(Point annotations for photos)

★ ★ ★

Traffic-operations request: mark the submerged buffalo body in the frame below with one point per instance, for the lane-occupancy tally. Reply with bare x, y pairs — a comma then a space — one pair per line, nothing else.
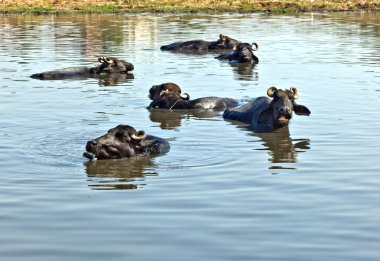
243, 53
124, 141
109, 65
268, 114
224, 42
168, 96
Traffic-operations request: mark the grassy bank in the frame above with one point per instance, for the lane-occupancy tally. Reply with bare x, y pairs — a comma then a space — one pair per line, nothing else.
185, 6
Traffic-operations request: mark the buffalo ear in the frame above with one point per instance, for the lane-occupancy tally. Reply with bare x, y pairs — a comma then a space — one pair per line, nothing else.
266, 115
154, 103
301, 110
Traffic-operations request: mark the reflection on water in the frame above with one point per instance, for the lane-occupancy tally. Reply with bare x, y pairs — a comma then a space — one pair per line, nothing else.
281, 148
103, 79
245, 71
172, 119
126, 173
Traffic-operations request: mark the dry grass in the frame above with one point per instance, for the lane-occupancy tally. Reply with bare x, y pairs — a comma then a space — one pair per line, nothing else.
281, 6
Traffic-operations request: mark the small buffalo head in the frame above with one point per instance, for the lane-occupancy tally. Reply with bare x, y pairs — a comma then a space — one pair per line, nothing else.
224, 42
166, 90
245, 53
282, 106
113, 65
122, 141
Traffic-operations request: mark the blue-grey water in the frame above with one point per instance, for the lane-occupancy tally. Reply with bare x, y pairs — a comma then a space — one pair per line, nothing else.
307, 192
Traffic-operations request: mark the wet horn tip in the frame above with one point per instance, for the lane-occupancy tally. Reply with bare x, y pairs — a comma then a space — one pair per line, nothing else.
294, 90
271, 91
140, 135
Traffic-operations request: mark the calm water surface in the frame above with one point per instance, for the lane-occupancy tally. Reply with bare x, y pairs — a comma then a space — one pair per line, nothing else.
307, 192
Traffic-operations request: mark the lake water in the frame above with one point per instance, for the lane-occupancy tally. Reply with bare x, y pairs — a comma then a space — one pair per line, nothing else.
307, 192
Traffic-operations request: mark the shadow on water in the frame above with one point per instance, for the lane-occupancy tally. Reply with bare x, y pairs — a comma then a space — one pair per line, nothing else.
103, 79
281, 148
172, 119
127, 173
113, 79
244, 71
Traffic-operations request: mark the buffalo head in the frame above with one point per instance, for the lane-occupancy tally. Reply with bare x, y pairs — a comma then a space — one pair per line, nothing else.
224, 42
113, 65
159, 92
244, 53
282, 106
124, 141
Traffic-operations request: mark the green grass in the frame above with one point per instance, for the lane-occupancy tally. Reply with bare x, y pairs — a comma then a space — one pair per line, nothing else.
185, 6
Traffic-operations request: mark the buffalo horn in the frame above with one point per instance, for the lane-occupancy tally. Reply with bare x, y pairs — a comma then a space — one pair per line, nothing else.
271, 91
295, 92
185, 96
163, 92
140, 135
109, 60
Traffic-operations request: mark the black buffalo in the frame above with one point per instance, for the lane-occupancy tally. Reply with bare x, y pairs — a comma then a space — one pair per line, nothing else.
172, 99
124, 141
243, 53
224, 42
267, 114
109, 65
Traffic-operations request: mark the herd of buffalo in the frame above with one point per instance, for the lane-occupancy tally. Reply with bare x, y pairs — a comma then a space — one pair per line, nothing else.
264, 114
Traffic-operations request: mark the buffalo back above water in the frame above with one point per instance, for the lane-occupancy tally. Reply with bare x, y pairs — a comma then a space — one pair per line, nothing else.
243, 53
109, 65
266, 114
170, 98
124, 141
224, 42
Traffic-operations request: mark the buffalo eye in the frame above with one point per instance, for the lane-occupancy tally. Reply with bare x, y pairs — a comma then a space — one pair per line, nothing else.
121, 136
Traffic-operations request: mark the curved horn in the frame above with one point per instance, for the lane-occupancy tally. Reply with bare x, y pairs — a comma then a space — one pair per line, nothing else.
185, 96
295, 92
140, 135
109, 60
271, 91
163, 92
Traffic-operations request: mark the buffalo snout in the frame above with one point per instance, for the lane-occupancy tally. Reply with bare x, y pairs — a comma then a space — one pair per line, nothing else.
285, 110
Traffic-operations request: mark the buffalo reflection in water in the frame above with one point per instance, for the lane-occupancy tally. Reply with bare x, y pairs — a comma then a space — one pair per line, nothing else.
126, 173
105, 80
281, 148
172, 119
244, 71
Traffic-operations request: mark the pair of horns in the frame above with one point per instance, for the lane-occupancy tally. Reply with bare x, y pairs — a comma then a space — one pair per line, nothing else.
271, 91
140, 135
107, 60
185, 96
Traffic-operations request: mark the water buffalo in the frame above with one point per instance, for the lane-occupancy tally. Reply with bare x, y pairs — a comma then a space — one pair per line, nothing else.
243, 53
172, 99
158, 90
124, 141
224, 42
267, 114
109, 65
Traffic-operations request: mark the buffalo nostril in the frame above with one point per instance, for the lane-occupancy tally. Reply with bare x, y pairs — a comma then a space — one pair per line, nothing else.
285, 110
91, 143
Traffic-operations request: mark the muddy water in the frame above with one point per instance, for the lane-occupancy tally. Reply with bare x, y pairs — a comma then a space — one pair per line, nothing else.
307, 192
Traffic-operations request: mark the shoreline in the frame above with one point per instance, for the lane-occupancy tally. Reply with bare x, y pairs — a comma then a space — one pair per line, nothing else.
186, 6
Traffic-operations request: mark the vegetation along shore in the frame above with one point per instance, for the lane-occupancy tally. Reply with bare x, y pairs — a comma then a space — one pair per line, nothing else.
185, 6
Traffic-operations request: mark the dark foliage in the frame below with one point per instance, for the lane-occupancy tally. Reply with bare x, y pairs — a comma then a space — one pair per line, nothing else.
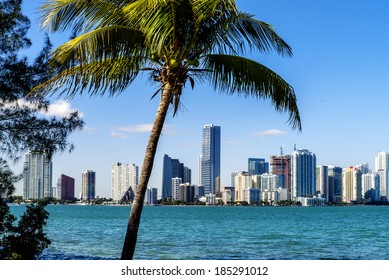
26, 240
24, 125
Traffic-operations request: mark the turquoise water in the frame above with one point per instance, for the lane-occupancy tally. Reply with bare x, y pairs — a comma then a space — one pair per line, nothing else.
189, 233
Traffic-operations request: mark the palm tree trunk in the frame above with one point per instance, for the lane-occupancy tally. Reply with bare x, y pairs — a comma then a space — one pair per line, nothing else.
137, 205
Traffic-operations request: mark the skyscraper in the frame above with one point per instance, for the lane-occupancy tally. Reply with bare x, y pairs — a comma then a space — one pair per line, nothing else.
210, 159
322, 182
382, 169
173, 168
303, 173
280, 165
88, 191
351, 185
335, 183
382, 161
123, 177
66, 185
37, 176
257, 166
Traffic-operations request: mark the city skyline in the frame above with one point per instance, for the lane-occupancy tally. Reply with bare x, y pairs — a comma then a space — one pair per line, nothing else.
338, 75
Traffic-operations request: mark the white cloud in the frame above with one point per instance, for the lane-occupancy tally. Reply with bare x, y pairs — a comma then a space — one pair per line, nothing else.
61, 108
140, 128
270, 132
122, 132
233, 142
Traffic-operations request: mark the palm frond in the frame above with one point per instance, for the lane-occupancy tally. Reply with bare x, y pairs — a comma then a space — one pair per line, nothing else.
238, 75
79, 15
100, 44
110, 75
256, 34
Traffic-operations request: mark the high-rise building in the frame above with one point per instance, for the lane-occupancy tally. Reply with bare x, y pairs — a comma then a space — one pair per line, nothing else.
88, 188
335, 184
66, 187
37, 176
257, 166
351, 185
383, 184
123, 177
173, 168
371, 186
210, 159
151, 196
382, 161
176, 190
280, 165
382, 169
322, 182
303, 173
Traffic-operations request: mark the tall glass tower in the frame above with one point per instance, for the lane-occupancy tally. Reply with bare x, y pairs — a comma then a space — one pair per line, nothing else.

★ ★ ★

**Given instruction**
Copy out the part of the data that opens with the line containing "Traffic-operations request: mark the palm frond" and runs through the end of the data, both ends included, with the requests kept as they are. Shift every coordinate in the answers by adding 29 to both the x and y values.

**Finished exercise**
Traffic-operations request: mark the palm frond in the frame above with one point per instance, for the lane-occupancy tally. Reply with bare x, y pairs — a comma then a space — one pair per line, nothing else.
267, 104
108, 44
129, 73
139, 104
285, 63
Traffic-operations request: mark the high-rise building in the frame above with one point per instance, for the lane-occupancy tally. Reply with bare x, y pairs — a comma then a space — one pair per line, nothing else.
117, 217
364, 213
95, 216
66, 205
286, 195
380, 214
412, 213
152, 206
202, 197
400, 215
239, 188
180, 225
411, 190
205, 219
309, 194
411, 198
351, 211
332, 202
Traffic-operations request: mark the tall glass tower in the frame above with one point per instance, for the lane-occupancy tally. Reply with bare x, y pairs — a comma then a space — one pair per line, nothing else.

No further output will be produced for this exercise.